* **TASK**: From the records below, return every line containing the word "blue".

*** GIVEN RECORDS ***

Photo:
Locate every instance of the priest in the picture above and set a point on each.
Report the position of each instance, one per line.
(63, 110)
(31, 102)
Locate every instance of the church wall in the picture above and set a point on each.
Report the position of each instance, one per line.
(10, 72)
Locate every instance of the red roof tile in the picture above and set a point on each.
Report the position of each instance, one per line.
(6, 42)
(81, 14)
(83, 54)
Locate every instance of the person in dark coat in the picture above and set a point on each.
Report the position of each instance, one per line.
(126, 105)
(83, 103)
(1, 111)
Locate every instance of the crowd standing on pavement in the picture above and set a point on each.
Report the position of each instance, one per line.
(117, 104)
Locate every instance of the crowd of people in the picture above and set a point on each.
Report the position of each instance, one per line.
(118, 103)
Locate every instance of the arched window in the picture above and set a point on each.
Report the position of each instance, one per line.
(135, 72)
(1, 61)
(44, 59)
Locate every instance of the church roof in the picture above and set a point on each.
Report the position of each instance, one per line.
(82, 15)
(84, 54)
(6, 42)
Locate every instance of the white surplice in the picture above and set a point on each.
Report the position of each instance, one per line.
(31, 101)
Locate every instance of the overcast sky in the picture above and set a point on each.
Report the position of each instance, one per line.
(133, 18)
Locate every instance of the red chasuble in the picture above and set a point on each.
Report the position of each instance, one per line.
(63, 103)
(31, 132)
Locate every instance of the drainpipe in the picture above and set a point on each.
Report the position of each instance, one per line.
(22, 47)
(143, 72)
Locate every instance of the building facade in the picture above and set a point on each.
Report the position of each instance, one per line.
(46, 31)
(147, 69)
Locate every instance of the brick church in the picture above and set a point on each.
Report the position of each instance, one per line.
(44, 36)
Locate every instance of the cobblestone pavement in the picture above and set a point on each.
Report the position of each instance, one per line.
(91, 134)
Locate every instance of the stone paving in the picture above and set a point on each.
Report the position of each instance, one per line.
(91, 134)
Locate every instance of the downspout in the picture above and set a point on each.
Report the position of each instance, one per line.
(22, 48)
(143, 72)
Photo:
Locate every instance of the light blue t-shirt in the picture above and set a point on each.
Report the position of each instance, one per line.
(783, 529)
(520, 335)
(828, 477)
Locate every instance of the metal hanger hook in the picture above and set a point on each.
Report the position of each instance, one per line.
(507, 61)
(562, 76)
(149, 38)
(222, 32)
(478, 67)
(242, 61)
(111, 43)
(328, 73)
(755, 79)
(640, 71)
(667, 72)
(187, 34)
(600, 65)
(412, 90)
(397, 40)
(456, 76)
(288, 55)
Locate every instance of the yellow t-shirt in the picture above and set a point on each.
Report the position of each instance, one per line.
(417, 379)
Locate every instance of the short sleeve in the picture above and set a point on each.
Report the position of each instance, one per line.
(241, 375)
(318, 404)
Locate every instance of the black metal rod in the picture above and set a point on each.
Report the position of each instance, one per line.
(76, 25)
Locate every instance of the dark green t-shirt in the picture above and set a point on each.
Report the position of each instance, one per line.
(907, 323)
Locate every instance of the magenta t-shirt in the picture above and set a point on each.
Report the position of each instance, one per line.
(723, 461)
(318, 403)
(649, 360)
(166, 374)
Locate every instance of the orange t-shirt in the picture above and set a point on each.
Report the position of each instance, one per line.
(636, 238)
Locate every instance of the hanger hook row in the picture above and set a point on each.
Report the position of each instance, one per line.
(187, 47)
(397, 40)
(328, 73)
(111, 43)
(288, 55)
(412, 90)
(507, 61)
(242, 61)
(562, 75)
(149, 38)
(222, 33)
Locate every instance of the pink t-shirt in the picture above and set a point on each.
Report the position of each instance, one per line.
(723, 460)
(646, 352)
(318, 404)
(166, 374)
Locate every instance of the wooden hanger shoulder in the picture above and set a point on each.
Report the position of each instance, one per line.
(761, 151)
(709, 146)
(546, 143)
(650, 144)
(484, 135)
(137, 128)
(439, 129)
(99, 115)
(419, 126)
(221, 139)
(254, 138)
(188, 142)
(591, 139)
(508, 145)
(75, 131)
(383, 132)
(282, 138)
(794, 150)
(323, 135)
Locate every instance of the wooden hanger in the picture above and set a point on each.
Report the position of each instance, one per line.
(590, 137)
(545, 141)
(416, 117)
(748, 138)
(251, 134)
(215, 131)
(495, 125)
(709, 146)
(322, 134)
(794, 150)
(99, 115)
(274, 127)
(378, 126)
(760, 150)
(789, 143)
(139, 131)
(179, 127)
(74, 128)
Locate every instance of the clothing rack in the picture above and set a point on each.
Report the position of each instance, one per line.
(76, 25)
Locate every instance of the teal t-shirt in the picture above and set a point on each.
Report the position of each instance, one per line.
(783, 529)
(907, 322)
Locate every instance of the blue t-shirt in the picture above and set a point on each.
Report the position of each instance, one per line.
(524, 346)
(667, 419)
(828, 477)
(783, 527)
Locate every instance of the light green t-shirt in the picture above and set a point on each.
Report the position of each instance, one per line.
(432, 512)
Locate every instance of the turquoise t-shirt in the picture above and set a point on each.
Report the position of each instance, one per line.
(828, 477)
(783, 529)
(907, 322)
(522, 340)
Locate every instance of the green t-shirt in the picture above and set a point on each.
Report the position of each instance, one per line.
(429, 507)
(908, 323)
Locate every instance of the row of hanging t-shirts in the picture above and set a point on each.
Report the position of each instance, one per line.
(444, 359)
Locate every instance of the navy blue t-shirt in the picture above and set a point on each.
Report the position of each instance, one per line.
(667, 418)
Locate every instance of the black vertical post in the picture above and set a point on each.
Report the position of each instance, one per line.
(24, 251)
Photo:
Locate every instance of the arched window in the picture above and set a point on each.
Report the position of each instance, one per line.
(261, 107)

*** End of GIVEN RECORDS ***

* **YOUR SOLUTION**:
Locate every instance of the light blue t-shirt in the picture above and set a point on each.
Locate every instance of the blue t-shirt in the picture above and set a point on each.
Locate every instance of the navy blue t-shirt in the picture above and set a point on each.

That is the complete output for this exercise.